• Task goal:
Answer these questions from the passage below.
1. Which organization did Black most recently lead as president and chief executive officer?
2. How much money would Senate Bill 2 appropriate from the general fund?
3. Which committee passed Senate Bill 13?

• Passage:
'''

Black was most recently the president and chief executive officer of the New Mexico Chamber of Commerce, and also served as community relations director for the Pacific Gas and Electric Company, one of the nation’s largest power utilities, according to a news release from the Economic Development Department.
Black’s “broad experience and consensus-building skills will grow our economy and expand opportunity in all corners of the state,” Gov. Michelle Lujan Grisham said in a statement.
Bill watch
The Senate Rules Committee passed Senate Bill 2, which would appropriate $140 million from the general fund to multiple state agencies linked to the activities in the Behavioral Health Reform and Investment Act, which Gov. Michelle Lujan Grisham signed last month; House Bill 518, which would designate the fourth Tuesday of January of each odd-numbered year “Lesbian, Gay, Bisexual, Transgender, Queer and Expansive Day;” and House Bill 120, which would enact the Accessibility Act to require state agencies’ websites, mobile sites and physical facilities comply with digital and physical accessibility standards.
The House Education Committee passed Senate Bill 13, which would authorize the Public Education Department to enter into compacts with Indian nations, tribes and pueblos in New Mexico to create language- and culture-based STEC schools.
State lawmaker proposes bill to create cultural schools to preserve Native languages
The House Government, Elections and Indian Affairs Committee passed Senate Bill 52, which would amend the Per Diem and Mileage Act for legislators and staff to change reimbursement rates for private auto and air to the ones set by the U.S. General Service Administration; Senate Bill 480, which would require PED to report on directory information for all out-of-cohort students, or school-aged people who have not graduated from high school within four years from entering ninth grade of the immediate preceding year; and House Memorial 60, which would have the Science, Technology and Telecommunications and Revenue Stabilization and Tax Policy Committee interim committees review the Regional Spaceport District Act and the Spaceport Development Act and consider potential reforms and make recommendations for the Regional Spaceport District Act and the Spaceport Development Act for the fifty-seventh Legislature second session.
If you missed this New York Times story examining the disappointment some local residents have when it comes to Spaceport America, it’s worth reading.

'''

(Stored items)
'''

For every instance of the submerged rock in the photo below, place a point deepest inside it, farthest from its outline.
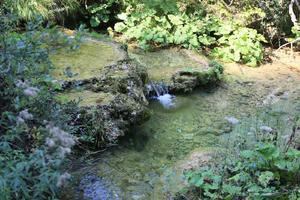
(96, 188)
(180, 69)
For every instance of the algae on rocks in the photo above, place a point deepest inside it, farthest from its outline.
(181, 70)
(108, 86)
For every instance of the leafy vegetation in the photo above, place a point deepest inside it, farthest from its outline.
(35, 132)
(261, 162)
(260, 173)
(47, 9)
(195, 29)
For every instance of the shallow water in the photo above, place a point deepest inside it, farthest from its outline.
(145, 162)
(143, 165)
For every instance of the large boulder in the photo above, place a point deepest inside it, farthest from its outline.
(108, 86)
(180, 70)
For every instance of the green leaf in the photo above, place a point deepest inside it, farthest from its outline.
(94, 21)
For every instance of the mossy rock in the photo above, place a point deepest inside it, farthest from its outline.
(180, 69)
(86, 98)
(108, 86)
(87, 61)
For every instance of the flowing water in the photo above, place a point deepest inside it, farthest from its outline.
(148, 162)
(143, 165)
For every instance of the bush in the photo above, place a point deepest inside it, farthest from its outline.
(259, 162)
(240, 45)
(33, 125)
(47, 9)
(261, 173)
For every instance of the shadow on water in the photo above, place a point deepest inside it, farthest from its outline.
(142, 165)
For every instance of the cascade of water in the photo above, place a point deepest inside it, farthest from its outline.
(162, 94)
(159, 89)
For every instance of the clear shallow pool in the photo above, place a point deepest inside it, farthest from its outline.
(143, 165)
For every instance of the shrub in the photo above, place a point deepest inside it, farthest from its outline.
(240, 45)
(258, 173)
(47, 9)
(259, 162)
(33, 125)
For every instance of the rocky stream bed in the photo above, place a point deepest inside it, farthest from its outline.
(157, 143)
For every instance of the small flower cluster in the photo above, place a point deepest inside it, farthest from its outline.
(28, 90)
(59, 140)
(24, 115)
(232, 120)
(63, 179)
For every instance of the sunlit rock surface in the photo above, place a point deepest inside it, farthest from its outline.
(182, 70)
(108, 87)
(86, 62)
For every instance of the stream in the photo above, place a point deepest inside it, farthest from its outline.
(148, 163)
(144, 164)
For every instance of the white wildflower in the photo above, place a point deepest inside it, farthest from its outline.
(21, 84)
(60, 139)
(20, 120)
(63, 151)
(25, 115)
(31, 91)
(50, 142)
(266, 129)
(232, 120)
(62, 179)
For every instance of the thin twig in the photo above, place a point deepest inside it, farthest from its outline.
(294, 41)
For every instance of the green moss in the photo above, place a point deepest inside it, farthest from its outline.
(86, 97)
(162, 64)
(87, 61)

'''

• The completed task:
1. The New Mexico Chamber of Commerce
2. $140 million
3. The House Education Committee